## PROBLEM
Swap "moto-taxi" for "motorcycle taxi" in the Kibungo goats post, and write out the stretch from "A two hour bus" through "dust behind us." with that change.

## PASSAGE
╭──

Kibungo goats

Jul 13 2015

After the dust and dirt of Kiwangala, the past couple of days have been spent cleaning the bits that haven't seen water for a while and it is now time to move again. Today I head east towards the Tanzania border and the Eglise Vivant at Kibungo.

A two hour bus ride from Kigali takes me to Kibungo centre. This is a small bustling town with a sizeable hospital and a modern college. A short walk takes me to the church which is located by the college. I am informed that Pastor Joseph has had to go to a meeting in Kigali. We probably passed each other on the road. His secretary is very helpful though and arranges for two boys who help at the church to show me around.

The main purpose of today's visit is to see some of the goats given by Loanhead Parish church to widows in the area. Prince and Viateur are my two guides and after protracted negotiations with three moto-taxi riders, we head out into the hills leaving three trails of dust behind us.

Our first stop is the house of Vestine, a widow whose husband died a few months ago. She lives with her young son along a dirt track perhaps three kilometres from the church. There are no shops or other facilities nearby. The goat which Vestine was given has reproduced.

The inside of the house is spartan. There is a small table, three plastic chairs and a small wooden bench. The floor is earth. Vestine explains that she hopes to be able to build up the goats to perhaps three or four, selling off surplus animals for income.

╰──

[Extracted records]
╭──

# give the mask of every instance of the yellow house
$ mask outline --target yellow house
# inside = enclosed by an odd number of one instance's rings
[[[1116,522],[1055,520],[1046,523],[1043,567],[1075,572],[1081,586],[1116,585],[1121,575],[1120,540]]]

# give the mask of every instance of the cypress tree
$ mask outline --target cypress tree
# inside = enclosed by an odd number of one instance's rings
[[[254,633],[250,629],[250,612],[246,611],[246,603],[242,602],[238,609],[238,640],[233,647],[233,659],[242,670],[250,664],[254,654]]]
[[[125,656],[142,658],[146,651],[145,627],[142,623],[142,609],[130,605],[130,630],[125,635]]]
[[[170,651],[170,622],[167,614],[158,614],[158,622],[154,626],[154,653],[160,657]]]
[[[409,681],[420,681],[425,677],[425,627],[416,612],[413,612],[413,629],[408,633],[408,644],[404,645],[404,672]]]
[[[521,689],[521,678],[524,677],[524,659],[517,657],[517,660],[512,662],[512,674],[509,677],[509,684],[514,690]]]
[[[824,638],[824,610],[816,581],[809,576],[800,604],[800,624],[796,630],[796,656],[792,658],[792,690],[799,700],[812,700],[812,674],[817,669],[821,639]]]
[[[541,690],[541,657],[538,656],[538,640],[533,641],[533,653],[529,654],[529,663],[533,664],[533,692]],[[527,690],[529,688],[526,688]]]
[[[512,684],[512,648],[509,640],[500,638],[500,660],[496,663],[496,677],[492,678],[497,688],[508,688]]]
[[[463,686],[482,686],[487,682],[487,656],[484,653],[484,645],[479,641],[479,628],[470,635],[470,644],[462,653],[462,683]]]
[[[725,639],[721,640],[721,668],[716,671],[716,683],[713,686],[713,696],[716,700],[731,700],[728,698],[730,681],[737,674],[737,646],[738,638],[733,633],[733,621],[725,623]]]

╰──

## RESULT OF THIS TASK
A two hour bus ride from Kigali takes me to Kibungo centre. This is a small bustling town with a sizeable hospital and a modern college. A short walk takes me to the church which is located by the college. I am informed that Pastor Joseph has had to go to a meeting in Kigali. We probably passed each other on the road. His secretary is very helpful though and arranges for two boys who help at the church to show me around.

The main purpose of today's visit is to see some of the goats given by Loanhead Parish church to widows in the area. Prince and Viateur are my two guides and after protracted negotiations with three motorcycle taxi riders, we head out into the hills leaving three trails of dust behind us.